## What is required
Emit only the lines from the line containing "Target: drooping branch" through the last line of the entries, unchanged.

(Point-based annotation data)
===============

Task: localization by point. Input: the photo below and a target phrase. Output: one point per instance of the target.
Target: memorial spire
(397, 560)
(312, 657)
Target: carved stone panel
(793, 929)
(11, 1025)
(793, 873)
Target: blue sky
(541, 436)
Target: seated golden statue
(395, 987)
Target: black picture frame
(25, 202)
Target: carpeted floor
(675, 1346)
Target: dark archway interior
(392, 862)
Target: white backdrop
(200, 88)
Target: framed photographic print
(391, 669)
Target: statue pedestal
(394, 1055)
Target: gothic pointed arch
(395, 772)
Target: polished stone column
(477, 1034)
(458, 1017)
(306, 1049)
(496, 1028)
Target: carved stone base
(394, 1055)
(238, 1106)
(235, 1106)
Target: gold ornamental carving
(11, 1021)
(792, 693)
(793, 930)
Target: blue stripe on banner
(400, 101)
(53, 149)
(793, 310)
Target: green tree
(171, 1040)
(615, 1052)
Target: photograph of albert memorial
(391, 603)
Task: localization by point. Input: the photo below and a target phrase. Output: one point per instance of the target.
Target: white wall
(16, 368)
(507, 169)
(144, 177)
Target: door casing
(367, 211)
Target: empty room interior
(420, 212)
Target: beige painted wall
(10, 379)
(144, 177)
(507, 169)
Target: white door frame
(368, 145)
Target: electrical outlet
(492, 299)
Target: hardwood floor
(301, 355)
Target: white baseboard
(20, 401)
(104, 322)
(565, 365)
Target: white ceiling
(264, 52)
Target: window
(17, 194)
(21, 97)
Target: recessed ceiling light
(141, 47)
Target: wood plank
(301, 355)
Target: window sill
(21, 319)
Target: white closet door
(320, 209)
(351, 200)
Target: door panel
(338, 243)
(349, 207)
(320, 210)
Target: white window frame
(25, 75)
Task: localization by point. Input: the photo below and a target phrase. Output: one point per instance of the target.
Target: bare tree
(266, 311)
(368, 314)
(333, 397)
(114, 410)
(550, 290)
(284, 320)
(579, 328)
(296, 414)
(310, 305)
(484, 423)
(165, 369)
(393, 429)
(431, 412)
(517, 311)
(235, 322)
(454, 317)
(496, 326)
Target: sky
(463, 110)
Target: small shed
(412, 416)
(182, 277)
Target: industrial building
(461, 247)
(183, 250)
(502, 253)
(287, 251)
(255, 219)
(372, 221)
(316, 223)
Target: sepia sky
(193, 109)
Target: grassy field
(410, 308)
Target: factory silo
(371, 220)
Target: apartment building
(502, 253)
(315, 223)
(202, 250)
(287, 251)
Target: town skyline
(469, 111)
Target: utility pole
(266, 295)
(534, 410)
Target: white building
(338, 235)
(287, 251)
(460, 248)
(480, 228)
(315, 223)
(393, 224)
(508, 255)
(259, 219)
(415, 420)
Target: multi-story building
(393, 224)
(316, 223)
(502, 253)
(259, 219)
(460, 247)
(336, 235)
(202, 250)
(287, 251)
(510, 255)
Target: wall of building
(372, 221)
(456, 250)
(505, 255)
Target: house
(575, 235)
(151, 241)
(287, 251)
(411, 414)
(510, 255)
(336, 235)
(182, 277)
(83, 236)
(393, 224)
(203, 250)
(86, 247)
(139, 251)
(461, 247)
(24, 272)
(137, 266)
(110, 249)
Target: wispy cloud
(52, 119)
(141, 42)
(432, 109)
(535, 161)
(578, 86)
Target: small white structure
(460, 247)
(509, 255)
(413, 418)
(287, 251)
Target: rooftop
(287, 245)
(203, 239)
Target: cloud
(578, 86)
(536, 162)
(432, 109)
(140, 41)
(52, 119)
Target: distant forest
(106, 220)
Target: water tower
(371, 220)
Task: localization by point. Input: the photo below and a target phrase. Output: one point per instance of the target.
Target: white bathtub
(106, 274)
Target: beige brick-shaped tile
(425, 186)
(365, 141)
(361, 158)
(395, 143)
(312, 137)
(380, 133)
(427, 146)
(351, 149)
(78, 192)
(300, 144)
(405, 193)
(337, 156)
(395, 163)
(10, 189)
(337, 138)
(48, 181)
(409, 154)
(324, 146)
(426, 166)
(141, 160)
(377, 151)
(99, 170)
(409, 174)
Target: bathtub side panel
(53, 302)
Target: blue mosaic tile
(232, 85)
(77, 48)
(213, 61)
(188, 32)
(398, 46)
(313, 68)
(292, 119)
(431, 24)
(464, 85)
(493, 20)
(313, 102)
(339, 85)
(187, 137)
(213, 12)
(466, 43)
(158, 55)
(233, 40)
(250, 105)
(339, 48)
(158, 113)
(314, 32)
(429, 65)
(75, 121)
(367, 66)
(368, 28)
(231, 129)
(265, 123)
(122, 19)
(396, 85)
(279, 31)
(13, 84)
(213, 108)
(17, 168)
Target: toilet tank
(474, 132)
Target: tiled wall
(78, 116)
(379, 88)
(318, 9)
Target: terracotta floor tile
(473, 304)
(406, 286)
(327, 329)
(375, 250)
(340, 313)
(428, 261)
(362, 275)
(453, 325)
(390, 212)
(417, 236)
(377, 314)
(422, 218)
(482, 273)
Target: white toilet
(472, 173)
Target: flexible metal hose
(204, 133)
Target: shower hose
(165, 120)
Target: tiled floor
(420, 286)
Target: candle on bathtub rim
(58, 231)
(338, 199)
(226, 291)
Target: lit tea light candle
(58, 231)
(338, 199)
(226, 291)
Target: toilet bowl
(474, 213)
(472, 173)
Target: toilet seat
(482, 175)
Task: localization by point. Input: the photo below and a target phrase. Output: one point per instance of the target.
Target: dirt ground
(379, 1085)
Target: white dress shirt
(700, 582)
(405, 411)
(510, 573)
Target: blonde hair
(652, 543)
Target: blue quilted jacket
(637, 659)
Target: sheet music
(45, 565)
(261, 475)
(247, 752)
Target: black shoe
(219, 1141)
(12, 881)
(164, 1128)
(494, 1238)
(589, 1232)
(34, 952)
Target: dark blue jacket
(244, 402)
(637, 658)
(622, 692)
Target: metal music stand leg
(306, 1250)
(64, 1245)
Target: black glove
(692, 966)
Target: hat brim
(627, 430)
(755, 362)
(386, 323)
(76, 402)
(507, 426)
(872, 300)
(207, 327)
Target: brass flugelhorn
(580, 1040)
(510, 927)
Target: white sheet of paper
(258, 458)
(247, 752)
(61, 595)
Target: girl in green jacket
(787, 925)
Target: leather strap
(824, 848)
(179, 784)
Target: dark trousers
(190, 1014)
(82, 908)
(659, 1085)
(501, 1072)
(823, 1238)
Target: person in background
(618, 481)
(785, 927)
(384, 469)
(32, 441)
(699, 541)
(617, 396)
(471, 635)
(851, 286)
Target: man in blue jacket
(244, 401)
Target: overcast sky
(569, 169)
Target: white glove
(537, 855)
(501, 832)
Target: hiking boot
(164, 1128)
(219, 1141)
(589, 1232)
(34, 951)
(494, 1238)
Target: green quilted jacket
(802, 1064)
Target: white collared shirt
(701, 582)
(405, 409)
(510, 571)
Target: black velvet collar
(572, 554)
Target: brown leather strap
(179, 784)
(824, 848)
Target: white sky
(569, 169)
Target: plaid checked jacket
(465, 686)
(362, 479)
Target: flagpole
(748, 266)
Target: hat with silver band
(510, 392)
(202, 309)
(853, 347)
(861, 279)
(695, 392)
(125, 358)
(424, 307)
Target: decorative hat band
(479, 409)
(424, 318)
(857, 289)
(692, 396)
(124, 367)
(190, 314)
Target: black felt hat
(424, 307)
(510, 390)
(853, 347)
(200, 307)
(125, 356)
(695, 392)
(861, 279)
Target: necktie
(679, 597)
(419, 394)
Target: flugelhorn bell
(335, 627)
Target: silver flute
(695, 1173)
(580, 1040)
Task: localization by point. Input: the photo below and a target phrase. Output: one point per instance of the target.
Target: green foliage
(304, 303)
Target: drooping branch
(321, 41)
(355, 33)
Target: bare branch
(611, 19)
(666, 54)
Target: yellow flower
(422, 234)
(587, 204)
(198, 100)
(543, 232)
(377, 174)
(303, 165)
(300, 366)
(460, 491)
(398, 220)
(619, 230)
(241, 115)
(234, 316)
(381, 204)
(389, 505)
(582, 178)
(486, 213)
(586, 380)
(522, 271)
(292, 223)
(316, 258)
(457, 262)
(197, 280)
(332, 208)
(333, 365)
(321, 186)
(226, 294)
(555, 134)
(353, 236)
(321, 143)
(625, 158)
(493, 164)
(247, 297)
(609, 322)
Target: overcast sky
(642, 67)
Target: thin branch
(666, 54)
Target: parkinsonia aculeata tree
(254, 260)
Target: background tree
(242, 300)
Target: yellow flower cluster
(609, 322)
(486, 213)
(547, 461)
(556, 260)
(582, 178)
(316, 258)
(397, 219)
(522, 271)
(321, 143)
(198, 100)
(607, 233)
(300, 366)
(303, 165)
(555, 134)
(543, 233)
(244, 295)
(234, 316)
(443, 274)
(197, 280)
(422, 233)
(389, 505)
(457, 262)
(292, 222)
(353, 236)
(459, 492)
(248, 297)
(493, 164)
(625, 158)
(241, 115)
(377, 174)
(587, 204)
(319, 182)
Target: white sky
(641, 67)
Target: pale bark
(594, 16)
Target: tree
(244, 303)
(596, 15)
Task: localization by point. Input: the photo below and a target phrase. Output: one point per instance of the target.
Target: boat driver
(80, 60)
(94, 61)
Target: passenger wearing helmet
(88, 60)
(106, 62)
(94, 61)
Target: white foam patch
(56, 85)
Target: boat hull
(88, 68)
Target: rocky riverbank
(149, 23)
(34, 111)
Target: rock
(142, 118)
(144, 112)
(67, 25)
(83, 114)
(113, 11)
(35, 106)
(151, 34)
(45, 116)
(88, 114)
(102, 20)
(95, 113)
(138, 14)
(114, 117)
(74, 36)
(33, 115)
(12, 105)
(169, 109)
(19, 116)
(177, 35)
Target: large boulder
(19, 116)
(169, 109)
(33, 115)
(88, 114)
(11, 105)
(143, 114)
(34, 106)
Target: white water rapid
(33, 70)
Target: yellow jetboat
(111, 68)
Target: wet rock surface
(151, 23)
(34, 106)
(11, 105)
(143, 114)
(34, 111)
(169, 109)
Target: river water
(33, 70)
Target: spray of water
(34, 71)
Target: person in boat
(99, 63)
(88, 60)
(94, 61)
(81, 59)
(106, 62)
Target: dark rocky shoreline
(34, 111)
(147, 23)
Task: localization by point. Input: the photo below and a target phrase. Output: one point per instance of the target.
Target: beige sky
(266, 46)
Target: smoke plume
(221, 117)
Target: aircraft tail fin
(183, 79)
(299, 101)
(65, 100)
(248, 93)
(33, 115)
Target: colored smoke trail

===============

## Exercise response
Target: drooping branch
(321, 41)
(355, 33)
Target: bare branch
(611, 19)
(666, 54)
Target: yellow flower
(422, 234)
(587, 204)
(198, 100)
(543, 232)
(377, 174)
(303, 165)
(300, 366)
(460, 491)
(398, 220)
(619, 230)
(241, 115)
(234, 316)
(381, 204)
(389, 505)
(582, 178)
(486, 213)
(586, 380)
(522, 271)
(292, 223)
(316, 258)
(457, 262)
(197, 280)
(332, 208)
(333, 365)
(321, 186)
(226, 294)
(555, 134)
(353, 236)
(321, 143)
(625, 158)
(493, 164)
(247, 297)
(609, 322)
Target: overcast sky
(642, 67)
Target: thin branch
(666, 54)
Target: parkinsonia aculeata tree
(254, 260)
Target: background tree
(242, 300)
Target: yellow flower cluster
(609, 322)
(486, 213)
(547, 461)
(556, 260)
(582, 178)
(316, 258)
(397, 219)
(522, 271)
(321, 143)
(198, 100)
(607, 233)
(300, 366)
(303, 165)
(555, 134)
(543, 233)
(244, 295)
(234, 316)
(443, 274)
(197, 280)
(422, 233)
(389, 505)
(457, 262)
(292, 222)
(353, 236)
(459, 492)
(248, 297)
(493, 164)
(625, 158)
(241, 115)
(377, 174)
(587, 204)
(319, 182)
Target: white sky
(641, 67)
Target: pale bark
(594, 16)
Target: tree
(244, 303)
(596, 15)
Task: localization by point. Input: the photo below and a target phrase. Output: one point per instance of the target.
Target: boat driver
(80, 60)
(94, 61)
Target: passenger wearing helmet
(88, 60)
(106, 62)
(94, 61)
Target: white foam patch
(56, 85)
Target: boat hull
(88, 68)
Target: rocky riverbank
(149, 23)
(34, 111)
Target: rock
(142, 118)
(144, 112)
(67, 25)
(83, 114)
(113, 11)
(35, 106)
(151, 34)
(45, 116)
(88, 114)
(102, 20)
(95, 113)
(138, 14)
(114, 117)
(74, 36)
(33, 115)
(12, 105)
(169, 109)
(19, 116)
(177, 35)
Target: large boulder
(19, 116)
(169, 109)
(33, 115)
(88, 114)
(11, 105)
(143, 114)
(34, 106)
Target: white water rapid
(33, 70)
Target: yellow jetboat
(111, 68)
Target: wet rock surface
(151, 23)
(34, 106)
(11, 105)
(143, 114)
(34, 111)
(169, 109)
Target: river water
(33, 70)
Target: spray of water
(34, 71)
Target: person in boat
(99, 63)
(88, 60)
(94, 61)
(81, 59)
(106, 62)
Target: dark rocky shoreline
(34, 111)
(147, 23)
Task: localization by point. Input: the photo below and a target phrase. Output: one point per instance of the target.
Target: beige sky
(266, 46)
Target: smoke plume
(221, 117)
Target: aircraft tail fin
(183, 79)
(299, 101)
(65, 100)
(248, 93)
(33, 115)
Target: colored smoke trail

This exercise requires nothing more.